TASKS TO COMPLETE →
- a) In the text on India's wind and solar deployment, rewrite the part that opens with "Annual distributed PV" and closes with "higher energy costs.", replacing "distributed PV" with "distributed solar PV".
- b) According to the text on India's wind and solar deployment, what share of the 14 GW of wind projects awarded during 2017-2020 had been commissioned as of September 2022?

Onshore wind deployment in India has been slow in recent years as a result of land procurement and grid connection challenges as well as Covid-19-related supply chain disruptions. In addition, an unexpected increase in material and equipment costs since 2021 has rendered many projects economically unviable. In consequence, a large portion of capacity awarded in auctions has been delayed or cancelled: as of September 2022, only 45% of the 14 GW of wind projects awarded during 2017-2020 had been commissioned.
In July 2022, the Indian government announced it is suspending reverse bidding in wind auctions and is considering limiting the process to closed-envelope submissions. This could raise tariffs for wind energy, which should make projects more feasible. Although DISCOMs may be reluctant to accept higher energy prices, the new renewable purchase obligation for wind should encourage them to sign PPAs. In addition, expanding wind-based power generation has the potential to alleviate some of the grid integration issues faced by DISCOMs that have high shares of solar PV in their systems. These positive policy changes are the basis of our upward wind forecast revision this year.
Annual distributed PV additions doubled in 2021 with the commissioning of many projects delayed by Covid-19-related disruptions. Although expansion slowed in 2022, deployment is expected to accelerate steadily in upcoming years. Public awareness is growing, and the economic attractiveness of investing in distributed PV is becoming apparent for commercial and industrial consumers, especially in times of higher energy costs.
Still, several major obstacles are preventing India from achieving deployment commensurate with its huge potential. While DISCOMs are hesitant to support rooftop PV growth because they fear revenue loss from reduced energy sales and higher grid costs, financing options for small commercial and residential consumers remain limited.

DATA FOR REVIEW →
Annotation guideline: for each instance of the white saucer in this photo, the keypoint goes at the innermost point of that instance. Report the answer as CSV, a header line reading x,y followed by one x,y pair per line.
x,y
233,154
--
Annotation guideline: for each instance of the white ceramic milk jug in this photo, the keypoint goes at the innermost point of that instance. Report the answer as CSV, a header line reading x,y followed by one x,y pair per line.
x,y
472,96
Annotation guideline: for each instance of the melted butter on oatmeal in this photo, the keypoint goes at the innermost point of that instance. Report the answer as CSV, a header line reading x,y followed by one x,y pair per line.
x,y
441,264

ANSWERS BY ITEM NUMBER →
- a)
Annual distributed solar PV additions doubled in 2021 with the commissioning of many projects delayed by Covid-19-related disruptions. Although expansion slowed in 2022, deployment is expected to accelerate steadily in upcoming years. Public awareness is growing, and the economic attractiveness of investing in distributed solar PV is becoming apparent for commercial and industrial consumers, especially in times of higher energy costs.

- b) 45%